課題:
1. 本文のうち、「正面に座っているのは町会長と」を含む語句で始まり「うだという主旨のようでした。」で終わる部分を、一字一句違えずに書き写してください。
2. すべての記録を、空行を除いた各行を一つの文字列とするJSON配列に書き換えてください。画像は解答に含めないでください。

本文抜粋:

::::::::::

正面に座っているのは町会長と役員の方々、会計報告から始まり粛々と会は進んでいきます。 寄り合いに出席しているのは家長の方々、つまり皆さんかなりのご年輩です。多分私が一番若くて(一応家長ですが・・)その次にひとり40手前の方、ほとんどは50から70くらいの年齢層(ほとんど男性、若干の女性)でした。

諸々の報告も一通り終わった折、ひとりの方が田んぼ周辺の維持管理を在所の皆でしてもらいたいという要望をだしました。それまでの議論では、昨今では田んぼをする家も減り、どうやら今年度から土地を維持するための補助金もでなくなり、それぞれの家が土地を完全に自分達の負担で維持していかなくてはいけない状況になりそうだという主旨のようでした。
それに対して皆てんでに意見を言っていきます。皆に対して言っている人もいれば、隣の人とあれこれしゃべる人、ひとしきりがやがやとなり、その都度町会長や他の人がまとめる意見を述べたりもしていました。

::::::::::

データ内容:

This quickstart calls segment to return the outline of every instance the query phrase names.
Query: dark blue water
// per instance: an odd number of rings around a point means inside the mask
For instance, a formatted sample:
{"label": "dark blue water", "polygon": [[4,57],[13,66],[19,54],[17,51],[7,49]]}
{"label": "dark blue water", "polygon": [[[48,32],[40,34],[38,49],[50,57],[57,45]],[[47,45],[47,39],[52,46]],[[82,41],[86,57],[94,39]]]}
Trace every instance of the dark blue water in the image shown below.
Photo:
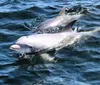
{"label": "dark blue water", "polygon": [[99,0],[0,0],[0,85],[100,85],[99,33],[57,51],[55,56],[64,59],[57,63],[29,66],[23,64],[28,61],[17,62],[19,55],[9,50],[16,39],[31,33],[24,23],[33,21],[35,27],[57,16],[63,6],[75,5],[90,9],[76,26],[84,30],[100,26]]}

::::::::::

解答例:
1.
正面に座っているのは町会長と役員の方々、会計報告から始まり粛々と会は進んでいきます。 寄り合いに出席しているのは家長の方々、つまり皆さんかなりのご年輩です。多分私が一番若くて(一応家長ですが・・)その次にひとり40手前の方、ほとんどは50から70くらいの年齢層(ほとんど男性、若干の女性)でした。

諸々の報告も一通り終わった折、ひとりの方が田んぼ周辺の維持管理を在所の皆でしてもらいたいという要望をだしました。それまでの議論では、昨今では田んぼをする家も減り、どうやら今年度から土地を維持するための補助金もでなくなり、それぞれの家が土地を完全に自分達の負担で維持していかなくてはいけない状況になりそうだという主旨のようでした。

2.
[
  "This quickstart calls segment to return the outline of every instance the query phrase names.",
  "Query: dark blue water",
  "// per instance: an odd number of rings around a point means inside the mask",
  "For instance, a formatted sample:",
  "{\"label\": \"dark blue water\", \"polygon\": [[4,57],[13,66],[19,54],[17,51],[7,49]]}",
  "{\"label\": \"dark blue water\", \"polygon\": [[[48,32],[40,34],[38,49],[50,57],[57,45]],[[47,45],[47,39],[52,46]],[[82,41],[86,57],[94,39]]]}",
  "Trace every instance of the dark blue water in the image shown below.",
  "Photo:",
  "{\"label\": \"dark blue water\", \"polygon\": [[99,0],[0,0],[0,85],[100,85],[99,33],[57,51],[55,56],[64,59],[57,63],[29,66],[23,64],[28,61],[17,62],[19,55],[9,50],[16,39],[31,33],[24,23],[33,21],[35,27],[57,16],[63,6],[75,5],[90,9],[76,26],[84,30],[100,26]]}"
]